> [PASSAGE SHOWN]
▬▬▬▬▬▬
When we were younger, or during our early years in writing, we were taught to properly space our letters and our words so what we wrote can easily be read.
When we grew older, we learned the value of keeping a good amount of space between us and other people; this is one of the ways to show our respect.
When we started learning how to drive, we were taught to maintain distance between our vehicle and the one directly in front of us to avoid accidents.
In the process of becoming effective homemakers, we should understand how space is such an important element in our homemaking, that a careful study of our space will lead us to move and act more efficiently everyday.
I receive a lot of inquiries regarding home organization in compact spaces. While it is a challenge to organize a huge space, we homemakers face a different kind of challenge when we only have limited space: how do we fit just about our whole lives in one box?
Living mindfully has been a topic of many books and blogs in the past couple of years. For me, to live mindfully is to be aware of what we have, to be conscious of what enters our homes, and to be responsible in being stewards of whatever we have so we maximize their use and purpose.
If you consider living in a compact space or if you are living in one, here are tips on how to live mindfully in the space you have:
- Know who you are.
It’s very important that you have an understanding of yourself, your personality, and your preferences; when you know who you are and what you need, you wouldn’t buy things you can’t afford just to make your place look nice, or things which won’t add value to you. Living in a small space will encourage you to buy appliances which are multifunctional, or those which can be mounted on ceilings or walls so that they will not eat much space.
Condo living taught me and my husband that before we buy things, even if we need them, we should also consider if there’s a space in our home for it; otherwise, it will either end up as an eyesore or as something hidden in the wrong places. When we moved in to a bigger home, we brought this philosophy with us which greatly helped us in both saving money and maintaining an organized home.
- Assess your relationships with people.
If being economical is your goal and you don’t mind sharing your space with a roommate, then consider having one so you can split your bills and other responsibilities. On the other hand, if you wish to live on your own but you are the type who usually accommodates relatives or friends at home, then consider buying sofa beds or beds with pull outs. Doing so is like hitting two birds in one stone: you maximize your space, and you make your guests feel you thought of them while you were conceptualizing your home.
▬▬▬▬▬▬
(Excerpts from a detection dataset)
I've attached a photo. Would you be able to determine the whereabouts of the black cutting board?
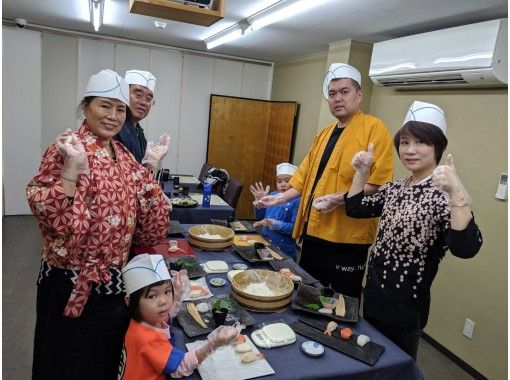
[291,284,359,322]
[211,219,257,234]
[290,320,385,365]
[177,296,256,338]
[165,256,208,279]
[269,258,319,285]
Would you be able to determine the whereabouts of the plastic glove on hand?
[170,269,191,317]
[142,133,170,171]
[253,193,285,208]
[207,326,240,350]
[250,182,269,201]
[55,129,89,177]
[351,143,374,173]
[253,218,276,227]
[312,194,343,212]
[432,154,471,206]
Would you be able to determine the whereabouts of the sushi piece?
[340,327,352,340]
[335,294,345,317]
[324,321,338,336]
[241,351,264,363]
[234,342,253,354]
[356,334,370,347]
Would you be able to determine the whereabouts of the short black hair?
[393,121,448,164]
[126,280,174,322]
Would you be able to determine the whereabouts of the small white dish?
[209,277,227,287]
[301,340,324,357]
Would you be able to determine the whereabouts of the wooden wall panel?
[207,95,297,219]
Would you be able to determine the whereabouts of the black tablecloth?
[172,226,421,380]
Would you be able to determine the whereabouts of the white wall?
[2,28,42,215]
[3,26,272,215]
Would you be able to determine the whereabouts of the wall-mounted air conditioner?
[369,19,508,88]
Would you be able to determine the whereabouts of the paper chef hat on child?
[402,100,446,136]
[124,70,156,92]
[83,69,129,107]
[276,162,297,176]
[322,63,361,99]
[122,253,171,294]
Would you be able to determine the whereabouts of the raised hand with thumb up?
[351,143,374,173]
[432,154,471,207]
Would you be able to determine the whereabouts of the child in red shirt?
[119,254,239,380]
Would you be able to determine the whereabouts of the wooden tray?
[134,239,194,257]
[166,220,186,235]
[211,219,257,234]
[269,259,319,285]
[165,255,208,279]
[177,295,255,338]
[292,284,359,322]
[234,234,269,247]
[290,319,385,366]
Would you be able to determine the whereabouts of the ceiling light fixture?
[248,0,325,30]
[89,0,105,32]
[204,0,329,49]
[204,22,249,49]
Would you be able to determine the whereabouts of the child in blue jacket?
[250,163,301,261]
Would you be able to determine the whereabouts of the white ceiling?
[2,0,508,62]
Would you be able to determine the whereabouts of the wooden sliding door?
[207,95,298,219]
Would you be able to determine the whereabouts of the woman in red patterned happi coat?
[27,70,169,379]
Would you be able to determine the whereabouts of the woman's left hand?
[432,154,471,206]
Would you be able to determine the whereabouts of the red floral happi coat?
[27,121,169,317]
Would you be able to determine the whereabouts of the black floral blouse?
[345,177,482,329]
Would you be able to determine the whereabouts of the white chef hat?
[122,253,171,294]
[83,69,129,107]
[124,70,156,92]
[402,100,446,136]
[322,63,361,99]
[276,162,297,176]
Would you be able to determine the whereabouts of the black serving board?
[234,244,274,263]
[177,295,256,338]
[165,255,208,279]
[269,258,319,285]
[291,284,359,322]
[166,220,186,235]
[290,320,385,366]
[211,219,257,234]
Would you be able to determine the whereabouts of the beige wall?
[370,87,508,379]
[271,52,327,165]
[272,41,508,379]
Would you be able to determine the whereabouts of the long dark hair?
[393,121,448,164]
[126,280,174,322]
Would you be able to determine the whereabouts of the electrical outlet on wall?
[462,318,475,339]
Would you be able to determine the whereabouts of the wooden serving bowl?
[232,269,294,311]
[188,224,235,251]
▬▬▬▬▬▬
> [TASKS AND EXERCISES]
#1 Give the part of the passage on living in compact spaces from "In the process" to "more efficiently everyday." again, swapping "efficiently" for "smoothly".
#2 Copy the entries from the line with "wall-mounted air conditioner?" to the line with "[119,254,239,380]", reproducing each line exactly.

> [FINAL RESULTS]
#1
In the process of becoming effective homemakers, we should understand how space is such an important element in our homemaking, that a careful study of our space will lead us to move and act more smoothly everyday.

#2
Would you be able to determine the whereabouts of the wall-mounted air conditioner?
[369,19,508,88]
Would you be able to determine the whereabouts of the paper chef hat on child?
[402,100,446,136]
[124,70,156,92]
[83,69,129,107]
[276,162,297,176]
[322,63,361,99]
[122,253,171,294]
Would you be able to determine the whereabouts of the raised hand with thumb up?
[351,143,374,173]
[432,154,471,207]
Would you be able to determine the whereabouts of the child in red shirt?
[119,254,239,380]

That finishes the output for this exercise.